Continue the peer review of the two-fingered microhand paper below, starting right after its last sentence.

## [Page extract]
□ □ □

High-Speed Manipulation of Microobjects Using an Automated Two-Fingered Microhand for 3D Microassembly

Micromachines 2020, 11(5), 534; https://doi.org/10.3390/mi11050534
by Eunhye Kim 1,*, Masaru Kojima 1,*, Yasushi Mae 2 and Tatsuo Arai 3,4
Reviewer 1: Anonymous
Reviewer 2: Anonymous
Micromachines 2020, 11(5), 534; https://doi.org/10.3390/mi11050534
Submission received: 2 May 2020 / Revised: 19 May 2020 / Accepted: 22 May 2020 / Published: 24 May 2020
(This article belongs to the Special Issue Microrobotics for Biological, Biomedical, and Surgical Applications)

Round 1

Reviewer 1 Report

The paper by KiM and et al titled "High-speed Manipulation of Microobjects by using 3 Automated Two-fingered Microhand for 3D 4 Microassembly " is well written  with nice results. Before it can be accepted  for publication, I really have several concerns.

□ □ □

## [Provided records]
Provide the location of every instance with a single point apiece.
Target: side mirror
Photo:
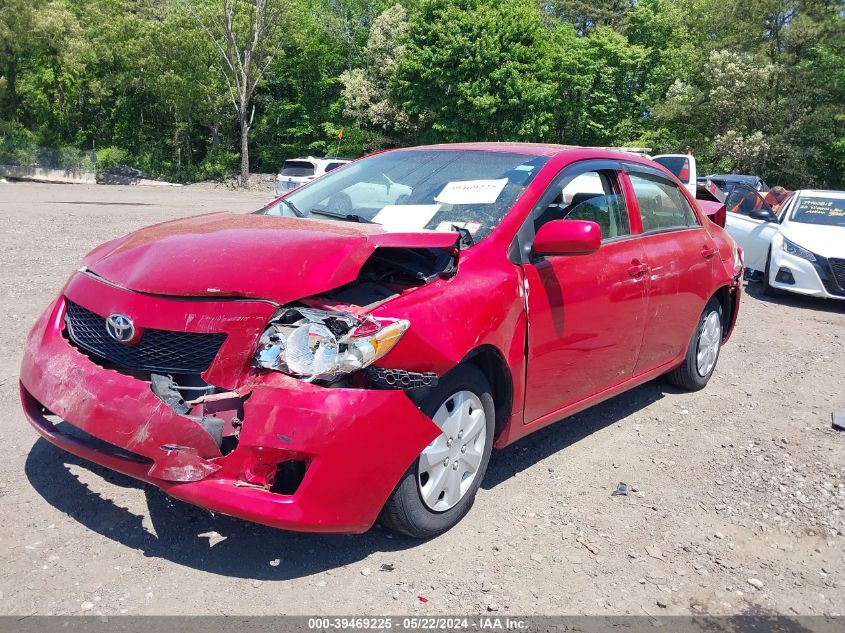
(567, 237)
(766, 215)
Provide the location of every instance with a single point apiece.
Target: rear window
(678, 165)
(297, 168)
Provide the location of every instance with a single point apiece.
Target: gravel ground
(738, 503)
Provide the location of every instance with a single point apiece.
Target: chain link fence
(21, 158)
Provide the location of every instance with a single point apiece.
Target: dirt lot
(740, 502)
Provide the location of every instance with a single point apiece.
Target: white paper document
(471, 191)
(406, 217)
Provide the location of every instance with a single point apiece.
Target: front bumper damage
(351, 445)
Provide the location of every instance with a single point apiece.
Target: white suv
(298, 171)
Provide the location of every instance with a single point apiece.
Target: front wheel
(703, 350)
(768, 288)
(439, 488)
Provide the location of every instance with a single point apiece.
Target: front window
(595, 196)
(662, 205)
(827, 211)
(412, 190)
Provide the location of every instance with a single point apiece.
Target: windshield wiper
(290, 205)
(349, 217)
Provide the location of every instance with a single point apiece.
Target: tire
(409, 508)
(768, 289)
(700, 361)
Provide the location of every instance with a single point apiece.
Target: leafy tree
(247, 35)
(477, 71)
(585, 15)
(366, 92)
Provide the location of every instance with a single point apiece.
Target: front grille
(838, 268)
(161, 351)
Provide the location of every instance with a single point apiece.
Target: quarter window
(662, 205)
(595, 196)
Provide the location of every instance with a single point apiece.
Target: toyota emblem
(120, 328)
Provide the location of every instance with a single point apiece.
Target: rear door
(585, 312)
(680, 254)
(752, 235)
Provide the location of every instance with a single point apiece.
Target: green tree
(366, 93)
(475, 71)
(247, 34)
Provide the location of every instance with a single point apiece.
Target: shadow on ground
(183, 533)
(792, 300)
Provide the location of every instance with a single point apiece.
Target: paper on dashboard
(471, 191)
(406, 217)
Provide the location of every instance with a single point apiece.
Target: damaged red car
(354, 351)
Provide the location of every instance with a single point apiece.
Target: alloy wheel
(709, 339)
(449, 464)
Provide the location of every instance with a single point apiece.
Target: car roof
(537, 149)
(746, 178)
(314, 159)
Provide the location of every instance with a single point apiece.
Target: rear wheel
(703, 350)
(439, 488)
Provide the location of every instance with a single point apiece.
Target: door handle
(637, 269)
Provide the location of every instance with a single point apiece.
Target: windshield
(829, 211)
(297, 168)
(410, 190)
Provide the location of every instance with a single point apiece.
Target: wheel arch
(727, 300)
(492, 364)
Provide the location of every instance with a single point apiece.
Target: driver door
(585, 312)
(753, 235)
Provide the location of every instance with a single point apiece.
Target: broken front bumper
(354, 444)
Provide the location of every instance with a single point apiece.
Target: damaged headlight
(320, 344)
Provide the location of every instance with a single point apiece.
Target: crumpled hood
(254, 256)
(822, 239)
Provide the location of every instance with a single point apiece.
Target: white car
(802, 249)
(298, 171)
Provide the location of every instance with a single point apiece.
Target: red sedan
(354, 351)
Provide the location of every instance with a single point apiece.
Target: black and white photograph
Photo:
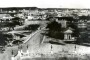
(44, 30)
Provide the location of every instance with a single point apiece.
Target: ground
(36, 44)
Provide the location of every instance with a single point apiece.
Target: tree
(55, 30)
(75, 29)
(16, 21)
(3, 40)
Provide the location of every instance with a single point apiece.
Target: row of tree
(56, 31)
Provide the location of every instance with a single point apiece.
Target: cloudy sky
(46, 3)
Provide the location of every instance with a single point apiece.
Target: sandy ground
(35, 45)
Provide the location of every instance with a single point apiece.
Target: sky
(46, 3)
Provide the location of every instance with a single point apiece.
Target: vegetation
(55, 30)
(4, 39)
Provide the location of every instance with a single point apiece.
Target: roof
(69, 30)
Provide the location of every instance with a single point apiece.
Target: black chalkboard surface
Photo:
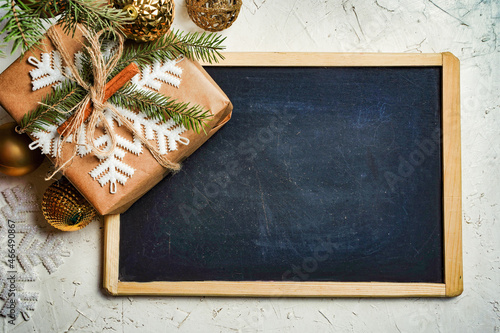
(324, 174)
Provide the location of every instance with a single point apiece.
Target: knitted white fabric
(22, 241)
(112, 170)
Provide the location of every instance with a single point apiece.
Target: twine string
(96, 95)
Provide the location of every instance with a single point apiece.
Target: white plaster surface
(71, 299)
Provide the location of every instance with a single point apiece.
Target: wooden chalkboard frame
(452, 198)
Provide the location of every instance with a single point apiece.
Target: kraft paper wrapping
(197, 87)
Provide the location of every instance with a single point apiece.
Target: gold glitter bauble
(152, 18)
(213, 15)
(65, 208)
(16, 158)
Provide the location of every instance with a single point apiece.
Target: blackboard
(325, 175)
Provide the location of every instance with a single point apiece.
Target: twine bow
(96, 95)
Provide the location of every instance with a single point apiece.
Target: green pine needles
(160, 107)
(59, 105)
(25, 20)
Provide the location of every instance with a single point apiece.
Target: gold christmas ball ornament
(65, 208)
(16, 158)
(213, 15)
(152, 18)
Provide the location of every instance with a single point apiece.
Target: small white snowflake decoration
(111, 169)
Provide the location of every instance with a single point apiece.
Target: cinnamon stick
(111, 87)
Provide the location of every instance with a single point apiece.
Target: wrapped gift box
(196, 87)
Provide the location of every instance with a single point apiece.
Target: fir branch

□ □ □

## [Answer to the exercise]
First of all, I think the author made a mistake about the name of their university, "Beijin" should be " Beijing". Also, please check your main text carefully. The writing  of this paper need more efforts.

Secondly,   the paper  is lack of scientific story. the organization is messy with  17 figures. It looks like a application note for company product. I suggest that the author can combine them to several figures to show the outline of your paper clearly.

Finally, Maybe  more quantitatively analysis  is needed . For example, does different size  beads will have different speed?Is there any limit on the beads size?

 

Author Response

We are very much thankful to the reviewers for their deep and thorough review. We have revised our present research paper in the light of their useful suggestions and comments. We hope our revision has improved the paper to a level of their satisfaction. Number wise answers to their specific comments are as follows.

Comment 1: First of all, I think the author made a mistake about the name of their university, "Beijin" should be "Beijing". Also, please check your main text carefully. The writing of this paper need more efforts.

Response: We changed the mistake from Beijin to Beijing. In addition, we checked our main text carefully.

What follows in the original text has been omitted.